**Problem requirements:** Swap "small rock" for "loose stone" in the rows below and give them back otherwise unchanged. Leave the pictures out.

**Material shown:**
--- Begin ---

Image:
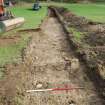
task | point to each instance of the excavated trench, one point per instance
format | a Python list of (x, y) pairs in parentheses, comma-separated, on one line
[(49, 62)]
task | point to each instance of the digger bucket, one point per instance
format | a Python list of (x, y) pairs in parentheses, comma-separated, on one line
[(10, 24)]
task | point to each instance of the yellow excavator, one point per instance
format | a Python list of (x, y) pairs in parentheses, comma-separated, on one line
[(7, 20)]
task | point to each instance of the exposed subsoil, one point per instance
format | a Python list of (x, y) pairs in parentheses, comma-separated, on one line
[(5, 41), (49, 62)]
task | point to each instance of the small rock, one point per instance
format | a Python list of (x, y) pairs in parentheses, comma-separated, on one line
[(39, 85), (74, 64)]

--- End ---

**Solution to the problem:**
Image:
task | point to each instance of the excavated trench, one point per instance
format | a Python list of (x, y) pairs in parentheses, comma-separated, on one line
[(49, 62)]
task | point to each instance of the digger bucket, one point per instance
format | a Python list of (x, y) pairs in parentheses, comma-separated, on one line
[(10, 24)]
task | point to each instance of the yellow excavator, one point per instance
format | a Python list of (x, y) pairs in parentheses, comma-separated, on one line
[(7, 20)]
task | point to each instance of the exposed subsoil, one point per instance
format | a Python list of (x, y) pairs in parentheses, comma-separated, on one line
[(5, 41), (49, 62)]
task | point to each instance of the loose stone, one point per instance
format | a Python list of (x, y) pairs in parentheses, comma-separated, on one line
[(39, 85), (74, 64)]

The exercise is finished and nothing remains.